*INSTRUCTION*
Update the records below by replacing "benchmark run" with "test run" wherever it occurs, keeping everything else the same.

· · · ·

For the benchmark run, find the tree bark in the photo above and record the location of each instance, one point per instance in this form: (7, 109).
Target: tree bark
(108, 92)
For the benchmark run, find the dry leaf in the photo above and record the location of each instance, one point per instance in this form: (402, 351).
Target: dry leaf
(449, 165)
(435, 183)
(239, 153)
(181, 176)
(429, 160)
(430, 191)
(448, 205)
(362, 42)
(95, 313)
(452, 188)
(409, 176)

· · · ·

*SOLVED EXERCISE*
For the test run, find the tree bark in the photo above and record the location of each instance, one point per instance in this form: (7, 109).
Target: tree bark
(108, 92)
For the test run, find the dry leaf in the photo above and record the location of each instance, one point per instance in this form: (402, 351).
Target: dry leaf
(449, 165)
(435, 183)
(239, 153)
(181, 176)
(429, 160)
(430, 191)
(448, 205)
(362, 42)
(95, 313)
(452, 188)
(409, 176)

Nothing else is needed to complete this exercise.